◆ **TEXTO PARA LER**:
Chegando ao local, não há esperas nem demoras que, se fosse a sério, as horas “eram de merendar e não de trabalhar”. Os mais velhos atiram-se então ao trabalho com uma força que espanta os que ali foram ver como eram então as segadas. Reclamam das foices que estão pouco aguçadas e apontam que era preciso “picá-las” para cortarem melhor. Pouco aguçadas para cortar o feno até poderiam estar, mas logo houve quem se cortasse num dedo por falta de experiência. “Era novato”, espalharam logo pelo campo, rindo da imprecaução. Nada que não estivesse previsto pois depressa se arranjou um penso rápido que resolveu o assunto sem mais demoras. Por volta das 11 horas da manhã ainda não se avistava o final do campo. Outros tempos. Antigamente, vão recordando, até no campo se dormia para iniciar mais cedo porque era trabalho que “moía o corpo” sobretudo quando o calor apertava e o sol queimava dando à pele um tom escurecido e velho, bem diferente do bronze das praias do litoral português. E cantava-se, cantava-se muito. “A comer e a cantar basta começar”, já diz o ditado, e basta também que um puxe pela voz e comece a entoar uma moda, para logo outros se juntarem. É D. Leonor que começa mas só dois ou três se lhe juntam. Mais tarde, à conversa com o Mensageiro, D. Leonor confessou que já se lhe “varria a memória” mas havia duas ou três modas que ainda sabia de início ao fim. Aprendeu-as com a vizinha que trabalhava em Bragança e com os cegos que iam pela aldeia. Eram “modas” tristes as da segada mas “aliviavam o trabalho”.

◆ **O QUE FAZER**:
(1) Indique todas as expressões que surgem entre aspas no texto sobre as segadas.
(2) Continue o texto sobre as segadas a partir da última frase apresentada.
Não é preciso recorrer às entradas.

Registos de anotação de deteção:
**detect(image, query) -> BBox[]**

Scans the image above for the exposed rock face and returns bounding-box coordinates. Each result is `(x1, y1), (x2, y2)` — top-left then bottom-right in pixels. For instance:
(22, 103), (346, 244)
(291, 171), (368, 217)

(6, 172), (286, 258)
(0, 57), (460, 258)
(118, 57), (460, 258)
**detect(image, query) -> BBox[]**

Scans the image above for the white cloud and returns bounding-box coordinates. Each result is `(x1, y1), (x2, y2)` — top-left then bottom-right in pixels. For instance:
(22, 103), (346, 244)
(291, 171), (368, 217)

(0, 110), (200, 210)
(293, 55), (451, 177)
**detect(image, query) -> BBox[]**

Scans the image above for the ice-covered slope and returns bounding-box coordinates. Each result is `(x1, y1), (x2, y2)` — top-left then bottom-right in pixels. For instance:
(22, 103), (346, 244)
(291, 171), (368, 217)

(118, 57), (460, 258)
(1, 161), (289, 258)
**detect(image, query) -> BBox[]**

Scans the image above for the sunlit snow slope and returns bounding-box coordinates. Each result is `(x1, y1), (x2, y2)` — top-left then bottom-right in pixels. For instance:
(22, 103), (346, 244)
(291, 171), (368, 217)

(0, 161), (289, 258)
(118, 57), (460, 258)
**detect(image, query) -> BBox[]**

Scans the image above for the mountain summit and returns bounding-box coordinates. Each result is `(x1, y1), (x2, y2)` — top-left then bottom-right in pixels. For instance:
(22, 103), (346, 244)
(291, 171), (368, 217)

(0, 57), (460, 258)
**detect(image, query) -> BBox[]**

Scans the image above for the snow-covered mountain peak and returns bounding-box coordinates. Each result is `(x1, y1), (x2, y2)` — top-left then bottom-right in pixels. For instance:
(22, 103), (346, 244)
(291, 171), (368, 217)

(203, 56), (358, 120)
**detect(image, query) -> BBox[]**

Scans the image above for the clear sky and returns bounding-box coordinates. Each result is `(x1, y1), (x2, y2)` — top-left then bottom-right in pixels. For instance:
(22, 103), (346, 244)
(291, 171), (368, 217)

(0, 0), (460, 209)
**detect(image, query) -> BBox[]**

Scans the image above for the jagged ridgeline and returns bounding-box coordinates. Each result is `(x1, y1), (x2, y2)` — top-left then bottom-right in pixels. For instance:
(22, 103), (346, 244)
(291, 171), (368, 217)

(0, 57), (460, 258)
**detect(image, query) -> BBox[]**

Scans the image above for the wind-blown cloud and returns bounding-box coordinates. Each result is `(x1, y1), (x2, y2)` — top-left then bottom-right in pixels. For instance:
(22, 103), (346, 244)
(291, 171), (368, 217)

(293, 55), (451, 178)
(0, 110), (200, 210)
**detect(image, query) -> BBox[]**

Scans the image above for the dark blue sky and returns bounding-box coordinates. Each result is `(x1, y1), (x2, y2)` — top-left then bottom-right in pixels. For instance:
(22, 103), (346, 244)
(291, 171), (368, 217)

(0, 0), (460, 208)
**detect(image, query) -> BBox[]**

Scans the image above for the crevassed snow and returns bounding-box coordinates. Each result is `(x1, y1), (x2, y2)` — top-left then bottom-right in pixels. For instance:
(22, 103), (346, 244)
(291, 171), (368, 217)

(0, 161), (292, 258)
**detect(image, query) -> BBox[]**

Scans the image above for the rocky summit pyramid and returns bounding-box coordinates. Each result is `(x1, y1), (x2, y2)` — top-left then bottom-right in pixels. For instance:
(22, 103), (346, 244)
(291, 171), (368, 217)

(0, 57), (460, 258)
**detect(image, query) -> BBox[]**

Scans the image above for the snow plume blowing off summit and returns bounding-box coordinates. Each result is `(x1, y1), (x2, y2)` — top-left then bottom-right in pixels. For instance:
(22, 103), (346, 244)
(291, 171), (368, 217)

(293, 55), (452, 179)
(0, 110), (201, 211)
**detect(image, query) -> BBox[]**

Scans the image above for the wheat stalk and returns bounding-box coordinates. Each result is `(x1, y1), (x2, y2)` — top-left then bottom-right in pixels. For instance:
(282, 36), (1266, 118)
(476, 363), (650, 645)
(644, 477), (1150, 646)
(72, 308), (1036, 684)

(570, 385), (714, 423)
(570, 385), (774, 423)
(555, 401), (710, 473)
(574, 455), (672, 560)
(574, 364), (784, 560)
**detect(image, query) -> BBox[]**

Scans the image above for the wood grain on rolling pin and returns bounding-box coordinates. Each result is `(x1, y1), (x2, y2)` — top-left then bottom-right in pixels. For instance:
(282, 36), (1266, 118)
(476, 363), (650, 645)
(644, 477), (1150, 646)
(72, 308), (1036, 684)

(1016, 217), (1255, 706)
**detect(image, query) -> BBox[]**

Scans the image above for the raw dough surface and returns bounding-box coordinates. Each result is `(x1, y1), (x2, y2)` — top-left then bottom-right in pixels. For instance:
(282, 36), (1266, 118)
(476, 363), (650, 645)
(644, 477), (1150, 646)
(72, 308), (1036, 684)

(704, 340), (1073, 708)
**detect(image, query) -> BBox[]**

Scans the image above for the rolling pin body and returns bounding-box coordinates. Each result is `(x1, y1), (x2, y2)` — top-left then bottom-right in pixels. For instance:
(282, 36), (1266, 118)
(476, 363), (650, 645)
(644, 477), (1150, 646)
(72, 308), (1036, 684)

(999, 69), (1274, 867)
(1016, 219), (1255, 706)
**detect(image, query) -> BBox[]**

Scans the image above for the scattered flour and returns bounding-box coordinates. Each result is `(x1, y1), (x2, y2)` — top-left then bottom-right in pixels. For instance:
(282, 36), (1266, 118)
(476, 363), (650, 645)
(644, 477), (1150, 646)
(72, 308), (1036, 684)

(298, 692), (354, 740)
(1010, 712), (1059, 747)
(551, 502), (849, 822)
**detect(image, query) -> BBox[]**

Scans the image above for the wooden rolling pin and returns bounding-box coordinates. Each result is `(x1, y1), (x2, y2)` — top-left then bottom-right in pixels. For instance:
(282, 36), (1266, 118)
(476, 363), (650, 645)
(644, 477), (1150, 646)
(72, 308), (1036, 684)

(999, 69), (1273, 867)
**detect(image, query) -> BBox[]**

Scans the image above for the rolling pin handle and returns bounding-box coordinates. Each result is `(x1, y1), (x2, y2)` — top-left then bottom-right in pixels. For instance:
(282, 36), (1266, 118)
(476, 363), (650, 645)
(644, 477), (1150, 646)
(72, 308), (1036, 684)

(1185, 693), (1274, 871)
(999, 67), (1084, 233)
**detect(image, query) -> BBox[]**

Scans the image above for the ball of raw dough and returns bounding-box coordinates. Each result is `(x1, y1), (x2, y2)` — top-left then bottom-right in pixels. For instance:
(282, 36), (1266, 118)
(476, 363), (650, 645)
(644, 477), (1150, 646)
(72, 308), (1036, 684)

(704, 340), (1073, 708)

◆ **EXERCÍCIOS RESOLVIDOS**:
(1)
1. "eram de merendar e não de trabalhar"
2. "picá-las"
3. "Era novato"
4. "moía o corpo"
5. "A comer e a cantar basta começar"
6. "varria a memória"
7. "modas"
8. "aliviavam o trabalho"

(2)
“Depois da segada, juntávamo-nos em ranchos e vínhamos cantando”, recorda D. Leonor. E cantava-se às tardes, ao lavrar os campos, e à noite, nos “fiadeiros”, momentos em que as pessoas da aldeia acendiam fogueiras e se reuniam para contar histórias, adivinhas e “modas” novas. Hoje em dia é com admiração que D. Leonor constata que “já ninguém canta”. “A gente anda triste”, observa, apontando que o egoísmo humano como explicação para a “depressão nacional”. “As pessoas têm tudo, têm melhores condições, mas há mais maldade”, considera. Da mesma opinião é Raul Tomé, dirigente da Associação Recreativa e Cultural da Lombada. Apesar de ser bastante mais novo, ainda se recorda de, em criança, andar com os pais nos campos assim como tantos outros.
Também o vinho era melhor, que as vinhas andavam mais cuidadas, assim como os campos. Depois ficávamos a cantar e a dançar, era uma alegria”, recordam. A conversa aviva-lhes a memória e vão contando histórias: “Uma vez fui buscar de beber e esqueci-me da foice”, diz uma, enquanto outra pergunta se ainda se lembra do que diziam os segadores quando as mulheres demoravam a trazer a merenda ao campo. “Quem as pagava era o padre. Diziam logo que tínhamos ficado à missa”, contam sorrindo. Depois de segado e “carrejado”, o cereal era separado para ir para os moinhos. Só por volta do mês de Novembro é que as famílias tinham farinha e começavam a cozer o pão em casa. Hoje já ninguém coze o pão e os moinhos servem apenas para visita. Também são poucos os que ainda têm animais para os trabalhos agrícolas e menos ainda os que continuam a preservar o espírito de comunitarismo.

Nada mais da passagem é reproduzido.